Stored entries
-- Begin --
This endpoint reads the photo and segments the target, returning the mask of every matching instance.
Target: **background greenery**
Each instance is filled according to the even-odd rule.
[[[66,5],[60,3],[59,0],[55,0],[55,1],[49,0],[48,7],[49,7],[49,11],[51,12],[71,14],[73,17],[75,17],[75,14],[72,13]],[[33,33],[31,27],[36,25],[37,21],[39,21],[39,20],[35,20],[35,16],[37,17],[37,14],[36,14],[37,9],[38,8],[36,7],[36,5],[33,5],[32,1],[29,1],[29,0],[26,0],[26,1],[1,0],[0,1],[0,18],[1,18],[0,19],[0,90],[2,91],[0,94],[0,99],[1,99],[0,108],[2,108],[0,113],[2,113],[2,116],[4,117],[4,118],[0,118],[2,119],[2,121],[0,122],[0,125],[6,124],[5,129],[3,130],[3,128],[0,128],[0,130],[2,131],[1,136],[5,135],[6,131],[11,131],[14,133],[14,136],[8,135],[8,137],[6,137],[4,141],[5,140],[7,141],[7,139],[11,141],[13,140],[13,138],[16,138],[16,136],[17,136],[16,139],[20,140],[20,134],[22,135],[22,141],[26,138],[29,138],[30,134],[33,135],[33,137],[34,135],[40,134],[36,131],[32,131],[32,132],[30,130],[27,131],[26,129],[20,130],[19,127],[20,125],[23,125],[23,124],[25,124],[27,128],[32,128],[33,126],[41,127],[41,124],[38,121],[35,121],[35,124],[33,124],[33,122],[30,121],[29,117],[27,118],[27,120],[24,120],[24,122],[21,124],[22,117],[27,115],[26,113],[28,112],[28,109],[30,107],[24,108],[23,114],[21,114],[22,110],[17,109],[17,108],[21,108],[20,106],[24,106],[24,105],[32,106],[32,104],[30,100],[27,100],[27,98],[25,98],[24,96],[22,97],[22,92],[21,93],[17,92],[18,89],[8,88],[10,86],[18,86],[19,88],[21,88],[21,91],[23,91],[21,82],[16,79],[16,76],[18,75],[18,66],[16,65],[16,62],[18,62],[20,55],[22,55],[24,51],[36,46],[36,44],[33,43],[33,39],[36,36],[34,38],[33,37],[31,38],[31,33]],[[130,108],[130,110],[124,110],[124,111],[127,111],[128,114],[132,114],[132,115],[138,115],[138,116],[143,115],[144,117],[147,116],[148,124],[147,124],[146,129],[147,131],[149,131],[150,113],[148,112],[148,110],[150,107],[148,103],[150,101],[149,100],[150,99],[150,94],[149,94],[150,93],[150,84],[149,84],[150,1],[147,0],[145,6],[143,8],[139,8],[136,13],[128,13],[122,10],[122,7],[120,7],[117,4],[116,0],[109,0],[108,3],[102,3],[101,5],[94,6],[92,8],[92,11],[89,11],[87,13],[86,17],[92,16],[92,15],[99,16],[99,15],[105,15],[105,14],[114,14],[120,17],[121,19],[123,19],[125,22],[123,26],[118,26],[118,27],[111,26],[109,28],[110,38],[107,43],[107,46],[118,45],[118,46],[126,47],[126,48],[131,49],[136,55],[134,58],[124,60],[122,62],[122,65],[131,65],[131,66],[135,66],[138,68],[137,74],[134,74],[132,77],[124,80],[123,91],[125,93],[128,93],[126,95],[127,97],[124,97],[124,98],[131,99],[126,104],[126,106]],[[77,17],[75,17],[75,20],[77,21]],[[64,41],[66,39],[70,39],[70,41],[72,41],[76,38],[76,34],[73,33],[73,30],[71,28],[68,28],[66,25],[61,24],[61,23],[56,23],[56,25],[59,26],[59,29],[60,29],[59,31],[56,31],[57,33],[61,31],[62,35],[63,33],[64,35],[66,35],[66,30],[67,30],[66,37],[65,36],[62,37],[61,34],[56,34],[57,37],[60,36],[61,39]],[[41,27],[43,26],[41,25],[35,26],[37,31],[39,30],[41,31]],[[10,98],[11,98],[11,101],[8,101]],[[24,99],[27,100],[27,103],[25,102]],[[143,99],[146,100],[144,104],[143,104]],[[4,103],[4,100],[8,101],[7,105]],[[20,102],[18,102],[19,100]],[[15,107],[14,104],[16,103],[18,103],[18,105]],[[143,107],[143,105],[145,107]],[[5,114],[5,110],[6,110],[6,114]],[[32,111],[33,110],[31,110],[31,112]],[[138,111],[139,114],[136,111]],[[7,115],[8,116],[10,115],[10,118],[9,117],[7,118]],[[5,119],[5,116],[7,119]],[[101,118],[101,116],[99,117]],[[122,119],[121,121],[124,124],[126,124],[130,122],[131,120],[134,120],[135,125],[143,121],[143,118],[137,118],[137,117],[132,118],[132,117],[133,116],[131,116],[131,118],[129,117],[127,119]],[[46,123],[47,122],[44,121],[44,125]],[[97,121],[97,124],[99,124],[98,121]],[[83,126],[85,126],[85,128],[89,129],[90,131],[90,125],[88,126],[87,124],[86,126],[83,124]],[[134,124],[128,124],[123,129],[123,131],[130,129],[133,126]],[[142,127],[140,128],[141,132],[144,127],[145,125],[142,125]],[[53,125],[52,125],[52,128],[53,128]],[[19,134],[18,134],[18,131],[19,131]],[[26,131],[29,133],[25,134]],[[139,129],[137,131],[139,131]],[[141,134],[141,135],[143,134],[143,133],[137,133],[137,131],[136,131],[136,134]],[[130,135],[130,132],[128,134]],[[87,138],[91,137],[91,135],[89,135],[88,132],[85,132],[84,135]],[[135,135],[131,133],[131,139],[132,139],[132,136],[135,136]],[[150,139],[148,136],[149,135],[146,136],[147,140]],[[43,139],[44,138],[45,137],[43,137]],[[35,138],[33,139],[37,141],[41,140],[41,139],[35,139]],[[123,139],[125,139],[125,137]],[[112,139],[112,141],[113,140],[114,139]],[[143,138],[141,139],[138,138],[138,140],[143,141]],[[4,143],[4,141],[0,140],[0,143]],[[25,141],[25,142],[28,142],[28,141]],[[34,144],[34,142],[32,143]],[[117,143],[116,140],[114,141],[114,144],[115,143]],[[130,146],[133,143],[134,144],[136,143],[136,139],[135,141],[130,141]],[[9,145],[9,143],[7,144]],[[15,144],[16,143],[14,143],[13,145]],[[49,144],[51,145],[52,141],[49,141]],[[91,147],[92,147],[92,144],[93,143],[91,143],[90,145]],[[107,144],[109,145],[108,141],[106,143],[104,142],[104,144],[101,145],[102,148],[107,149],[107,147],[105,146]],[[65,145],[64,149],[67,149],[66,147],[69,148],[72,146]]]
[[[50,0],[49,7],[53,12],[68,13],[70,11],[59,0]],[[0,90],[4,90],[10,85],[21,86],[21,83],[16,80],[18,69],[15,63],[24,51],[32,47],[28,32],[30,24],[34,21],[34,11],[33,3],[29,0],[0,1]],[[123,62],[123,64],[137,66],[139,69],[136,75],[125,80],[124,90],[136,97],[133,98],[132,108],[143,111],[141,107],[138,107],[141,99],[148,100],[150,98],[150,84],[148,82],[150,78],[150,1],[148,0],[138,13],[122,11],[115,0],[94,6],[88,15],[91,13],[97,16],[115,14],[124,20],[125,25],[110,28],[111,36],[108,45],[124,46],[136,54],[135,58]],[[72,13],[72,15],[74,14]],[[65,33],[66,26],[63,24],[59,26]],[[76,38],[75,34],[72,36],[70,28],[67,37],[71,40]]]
-- End --
(AIM OF THE TASK) Can you rewrite the rows above so that each "instance" becomes "object" and nothing else changes?

(TASK ANSWER)
This endpoint reads the photo and segments the target, returning the mask of every matching object.
Target: **background greenery**
Each object is filled according to the even-odd rule.
[[[66,5],[60,3],[59,0],[55,0],[55,1],[49,0],[48,7],[49,7],[49,11],[51,12],[71,14],[73,17],[75,17],[75,14],[72,13]],[[33,33],[31,27],[36,25],[37,21],[39,21],[39,20],[35,20],[35,16],[37,17],[37,14],[36,14],[37,9],[38,8],[36,7],[36,5],[33,5],[32,1],[29,1],[29,0],[26,0],[26,1],[1,0],[0,1],[0,18],[1,18],[0,19],[0,90],[2,91],[0,94],[0,99],[1,99],[0,108],[2,108],[0,113],[2,113],[2,116],[4,117],[4,118],[0,118],[2,119],[2,121],[0,122],[0,125],[6,124],[5,129],[3,130],[3,128],[0,128],[0,130],[2,131],[1,136],[5,135],[6,131],[11,131],[14,133],[14,136],[8,135],[8,137],[6,137],[4,141],[5,140],[7,141],[7,139],[11,141],[13,140],[13,138],[16,138],[16,136],[17,136],[16,139],[20,140],[20,134],[22,135],[22,141],[26,138],[29,138],[30,134],[33,135],[33,137],[34,135],[40,134],[36,131],[32,131],[32,132],[30,130],[27,131],[26,129],[20,130],[19,127],[20,125],[23,125],[23,124],[25,124],[27,128],[32,128],[33,126],[41,127],[41,124],[38,121],[35,121],[35,124],[33,124],[33,122],[30,121],[29,117],[27,118],[27,120],[24,120],[24,122],[21,124],[22,117],[27,115],[26,113],[28,112],[28,109],[30,107],[24,108],[23,114],[21,114],[22,110],[17,109],[17,108],[21,108],[20,106],[24,106],[24,105],[32,106],[32,104],[30,100],[27,100],[27,98],[25,98],[24,96],[22,97],[22,92],[21,93],[17,92],[18,89],[8,88],[10,86],[18,86],[19,88],[21,88],[21,91],[23,91],[21,82],[16,79],[16,76],[18,75],[18,66],[16,65],[16,62],[18,62],[20,55],[22,55],[24,51],[36,46],[36,44],[33,43],[33,39],[36,36],[34,38],[33,37],[31,38],[31,33]],[[130,108],[130,110],[124,110],[124,111],[127,111],[128,114],[132,114],[132,115],[138,115],[138,116],[143,115],[144,117],[147,116],[148,124],[147,124],[146,129],[147,131],[149,131],[150,113],[148,112],[148,110],[150,107],[148,103],[150,101],[149,100],[150,99],[150,94],[149,94],[150,93],[150,84],[149,84],[150,1],[147,0],[145,6],[143,8],[139,8],[136,13],[128,13],[122,10],[122,7],[120,7],[117,4],[116,0],[109,0],[108,3],[102,3],[101,5],[94,6],[92,8],[92,11],[89,11],[87,13],[86,17],[92,16],[92,15],[99,16],[99,15],[105,15],[105,14],[114,14],[120,17],[121,19],[123,19],[125,22],[123,26],[118,26],[118,27],[111,26],[109,28],[110,38],[107,43],[107,46],[118,45],[118,46],[126,47],[126,48],[131,49],[136,55],[134,58],[124,60],[122,62],[122,65],[131,65],[131,66],[135,66],[138,68],[137,74],[134,74],[132,77],[124,80],[123,91],[125,93],[128,93],[126,95],[127,97],[124,97],[124,98],[131,99],[126,104],[126,106]],[[77,17],[75,17],[75,20],[77,21]],[[64,41],[66,39],[70,39],[70,41],[72,41],[76,38],[76,34],[73,33],[73,30],[71,28],[68,28],[66,25],[61,24],[61,23],[56,23],[56,25],[59,26],[59,29],[60,29],[59,31],[56,31],[57,33],[61,31],[62,35],[63,33],[64,35],[66,35],[66,30],[67,30],[66,37],[65,36],[62,37],[61,34],[56,34],[57,37],[60,36],[61,39]],[[41,27],[43,26],[41,25],[35,26],[37,31],[39,30],[41,31]],[[10,98],[11,98],[11,101],[8,101]],[[24,99],[27,100],[27,103],[25,102]],[[143,99],[146,100],[144,104],[143,104]],[[4,103],[4,100],[8,101],[7,105]],[[20,102],[18,102],[19,100]],[[15,107],[14,104],[16,103],[18,103],[18,105]],[[143,107],[143,105],[145,107]],[[5,114],[5,110],[6,110],[6,114]],[[32,111],[33,110],[31,110],[31,112]],[[138,111],[139,114],[136,111]],[[7,115],[8,116],[10,115],[10,118],[9,117],[7,118]],[[5,119],[5,116],[7,119]],[[101,118],[101,116],[99,117]],[[122,119],[121,121],[124,124],[126,124],[130,122],[131,120],[134,120],[135,125],[143,121],[143,118],[137,118],[137,117],[132,118],[132,117],[133,116],[131,116],[131,118],[129,117],[127,119]],[[46,123],[47,122],[44,121],[44,125]],[[97,121],[97,124],[99,124],[98,121]],[[83,126],[85,126],[85,128],[89,129],[90,131],[90,125],[88,126],[87,124],[86,126],[83,124]],[[134,124],[128,124],[123,129],[123,131],[130,129],[133,126]],[[142,127],[140,128],[141,132],[144,127],[145,125],[142,125]],[[53,125],[52,125],[52,128],[53,128]],[[19,134],[18,134],[18,131],[19,131]],[[26,131],[29,133],[25,134]],[[139,129],[137,131],[139,131]],[[141,134],[141,135],[143,134],[143,133],[137,133],[137,131],[136,131],[136,134]],[[130,135],[130,132],[128,134]],[[87,138],[91,137],[91,135],[89,135],[88,132],[85,132],[84,135]],[[135,135],[131,133],[131,139],[132,139],[132,136],[135,136]],[[150,139],[148,136],[149,135],[146,136],[147,140]],[[43,139],[44,138],[45,137],[43,137]],[[35,138],[33,139],[37,141],[41,140],[41,139],[35,139]],[[123,139],[125,139],[125,137]],[[112,139],[112,141],[113,140],[114,139]],[[143,138],[141,139],[138,138],[138,140],[143,141]],[[4,143],[4,141],[0,140],[0,143]],[[25,141],[25,142],[28,142],[28,141]],[[34,144],[34,142],[32,143]],[[117,143],[116,140],[114,141],[114,144],[115,143]],[[130,146],[133,143],[134,144],[136,143],[136,139],[135,141],[130,141]],[[9,145],[9,143],[7,144]],[[15,144],[16,143],[14,143],[13,145]],[[49,144],[51,145],[52,141],[49,141]],[[91,147],[92,147],[92,144],[93,143],[91,143],[90,145]],[[107,144],[109,145],[108,141],[106,143],[104,142],[104,144],[101,145],[102,148],[107,149],[107,147],[105,146]],[[65,145],[64,149],[67,149],[66,147],[69,148],[72,146]]]
[[[50,0],[49,7],[53,12],[68,13],[70,11],[59,0]],[[0,90],[4,90],[10,85],[21,86],[21,83],[16,80],[18,69],[15,63],[24,51],[32,47],[28,32],[30,24],[34,21],[34,11],[33,3],[29,0],[0,1]],[[123,62],[123,64],[137,66],[139,69],[136,75],[125,80],[124,90],[136,97],[133,98],[132,108],[143,111],[141,107],[138,107],[141,99],[148,100],[150,98],[150,84],[148,82],[150,78],[150,1],[148,0],[138,13],[122,11],[115,0],[94,6],[88,15],[91,13],[97,16],[115,14],[124,20],[125,25],[110,28],[111,36],[108,45],[124,46],[136,54],[135,58]],[[72,13],[72,15],[74,14]],[[65,33],[66,26],[63,24],[59,26]],[[76,38],[75,34],[72,36],[70,28],[67,37],[71,40]]]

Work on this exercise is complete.